- [Отрывок]:
Для большей наглядности авторъ иллюстрируетъ свои заключенія тремя картинками съ натуры. Въ одной интеллигентный родитель разсуждаетъ, что единственный капиталъ, который онъ можетъ дать своимъ дѣтямъ,-- образованіе, и каково бы оно ни было, оно -- единственное средство, способное открыть дорогу и принести процентъ въ видѣ жалованья, пенсіи, гонорара. "Папа, папа!-- прерываетъ сынъ бесѣду отца, -- а я сегодня изъ греческаго пять получилъ". Въ другой картинѣ два пріятеля -- учитель и секретарь -- пьянствуютъ и оба уже "готовы". "Нѣтъ, братъ, это не жизнь, а чортъ знаетъ что такое. Чтобы такъ жить и не удавиться, надо быть свиньей... Я -- учитель греческаго языка!... Нѣтъ, неправда, я свинья... оба мы свиньи и больше ничего; вслѣдствіе этого выпьемъ, потому что либо удавиться, либо напиться: другаго выхода намъ съ тобою нѣтъ, потому -- тоска".-- "Нѣтъ, ты мнѣ скажи: зачѣмъ мы учились?" -- прерываетъ секретарь.-- "А вотъ затѣмъ и учились, чтобы сознавать, что мы -- свиньи и больше ничего"...
"-- А у насъ учитель-то греческаго языка опять захворалъ; онъ всегда двадцатаго числа болѣнъ дѣлается", -- говоритъ Коля на другой день отцу.-- "Не болтай глупости!-- отвѣчаетъ строго интеллигентный родитель и вдругъ у него въ душѣ мелькнуло что-то вродѣ зависти. Вотъ человѣкъ хоть разъ въ мѣсяцъ забудется, а я и этого паскуднаго удовольствія не имѣю: изъ года въ годъ, изо дня въ день все та же проклятая лямка и больше ничего; ни сзади, ни спереди... Это не жизнь, а это... чортъ знаетъ что такое!" И интеллигентный папаша сдѣлался еще мрачнѣе обыкновеннаго и, оставшись одинъ, кончилъ свои мрачныя размышленія тоже скандаломъ: машинально остановившись передъ письменнымъ столомъ, машинально же взялъ онъ со стола книгу, какое-то очень ученое сочиненіе на нѣмецкомъ языкѣ по его "спеціальности", и пришелъ въ бѣшеную ярость: онъ потрепалъ ее съ ожесточеніемъ, ударилъ объ полъ, пнулъ ногой и, сказавши: "у, прро-клятая!" бросился на кушетку.

- [Исходные данные]:
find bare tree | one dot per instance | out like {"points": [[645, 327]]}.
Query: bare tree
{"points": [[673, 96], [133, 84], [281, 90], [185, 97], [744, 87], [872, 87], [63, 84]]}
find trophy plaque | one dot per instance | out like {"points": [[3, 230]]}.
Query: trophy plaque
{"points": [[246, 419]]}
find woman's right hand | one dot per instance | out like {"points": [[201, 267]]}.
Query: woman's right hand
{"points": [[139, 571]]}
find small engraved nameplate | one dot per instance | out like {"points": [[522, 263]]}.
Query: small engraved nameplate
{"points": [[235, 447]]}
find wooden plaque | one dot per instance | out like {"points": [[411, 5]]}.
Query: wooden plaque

- [Задания]:
A. Перечислите все виды дохода, которые, по рассуждению интеллигентного родителя в отрывке, может принести образование.
B. По какому предмету сын, согласно отрывку, получил пятерку?
Данные для работы не понадобятся.

- [Ответы по заданиям]:
A. Жалованье, пенсия, гонорар.

B. По греческому.